In Pennsylvania there is limited (although expanding) Prince Hall recognition. If King or any other man were made a Mason posthumously by the Prince Hall Grand Lodge of Georgia it still would not mean all men would recognize him as a brother. In fact, at the current time Prince Hall Masons of Georgia are not recognized by the Pennsylvania Grand Lodge, and so, all so-called “regular” members in lodges across Pennsylvania would be subject to the Jurisdiction of the Grand Lodge of Pennsylvania and would not recognize Dr. King as a Freemason.

There is no doubt that King carried many outstanding characteristics of a qualified candidate for Freemasonry.  In fact his father and Grand Father were both Prince Hall Masons.   To put this myth to bed though, King was never made a Freemason.  16

To sum it all up; it is safe to say that the act of “Making a Mason at Sight” is justified, regulated, and rightfully preformed.  The candidates are still given degrees, and the lessons are being told to each person, individually.   The Grand Masters who chose to perform this act are neither breaking any landmark nor bending any law of Freemasonry.  This is a practice that has been documented for well over 200 years and has not brought about the absolute destruction of the craft.  Hopefully, with a little education, this practice can lose the negative stigma that it has carried for many years.   We all can have an opinion on the matter.  While it may be justified to disagree with the practice, it is not justified to accuse any Grand Master of malfeasance.

It would wise for us to recognize that no matter how a man is made a Mason, he is only as good of a Mason as he makes himself.  Masons at sight and one day class Masons are every bit a member as the next guy.  These men have every opportunity, right, and privilege that their lodges offer every member.  To degrade their character or membership based on ignorance of Masonic law or differing opinion on the manner in which they were made a Mason would be truly un-masonic.  We are a brotherhood.  We are all with our own strengths and weaknesses.
-=-=-
#### Requests
A - Using the text on Freemasonry, state whether each statement agrees with it. Answer yes or no for each, and quote the deciding words: (i) the Pennsylvania Grand Lodge currently recognizes Prince Hall Masons of Georgia; (ii) making a Mason at sight is a practice documented for more than 200 years; (iii) candidates made Masons at sight receive no degrees.
B - Reproduce the part of the text on Freemasonry that begins at the words "In Pennsylvania there" and ends after the words "as a Freemason.".
The data attached to this page are not needed for anything asked here.

#### Provided information
-=-=-
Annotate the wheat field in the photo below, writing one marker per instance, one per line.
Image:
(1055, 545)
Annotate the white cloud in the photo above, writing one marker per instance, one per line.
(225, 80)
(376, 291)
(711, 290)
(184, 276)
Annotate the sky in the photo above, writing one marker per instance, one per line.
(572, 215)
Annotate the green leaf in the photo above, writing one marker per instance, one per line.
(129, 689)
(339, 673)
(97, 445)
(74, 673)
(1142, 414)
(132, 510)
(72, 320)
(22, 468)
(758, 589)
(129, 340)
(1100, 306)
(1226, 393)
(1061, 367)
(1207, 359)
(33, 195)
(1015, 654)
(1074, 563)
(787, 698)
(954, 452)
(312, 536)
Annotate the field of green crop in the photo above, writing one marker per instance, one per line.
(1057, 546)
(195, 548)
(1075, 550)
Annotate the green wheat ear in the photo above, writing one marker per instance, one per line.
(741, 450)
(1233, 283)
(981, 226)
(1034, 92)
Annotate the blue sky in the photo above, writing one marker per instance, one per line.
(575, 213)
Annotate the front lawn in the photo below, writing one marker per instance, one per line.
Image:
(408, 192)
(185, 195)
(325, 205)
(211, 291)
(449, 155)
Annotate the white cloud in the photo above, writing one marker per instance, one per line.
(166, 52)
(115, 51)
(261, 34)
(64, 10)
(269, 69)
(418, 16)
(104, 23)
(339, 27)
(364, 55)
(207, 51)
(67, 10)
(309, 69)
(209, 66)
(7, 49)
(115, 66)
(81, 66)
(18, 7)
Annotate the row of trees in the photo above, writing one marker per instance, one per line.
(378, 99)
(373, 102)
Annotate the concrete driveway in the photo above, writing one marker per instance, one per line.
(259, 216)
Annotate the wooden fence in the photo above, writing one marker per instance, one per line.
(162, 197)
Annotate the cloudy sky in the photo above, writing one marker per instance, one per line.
-=-=-
#### Responses to the tasks
A -
(i) No: "at the current time Prince Hall Masons of Georgia are not recognized by the Pennsylvania Grand Lodge"
(ii) Yes: "This is a practice that has been documented for well over 200 years"
(iii) No: "The candidates are still given degrees"

B -
In Pennsylvania there is limited (although expanding) Prince Hall recognition. If King or any other man were made a Mason posthumously by the Prince Hall Grand Lodge of Georgia it still would not mean all men would recognize him as a brother. In fact, at the current time Prince Hall Masons of Georgia are not recognized by the Pennsylvania Grand Lodge, and so, all so-called “regular” members in lodges across Pennsylvania would be subject to the Jurisdiction of the Grand Lodge of Pennsylvania and would not recognize Dr. King as a Freemason.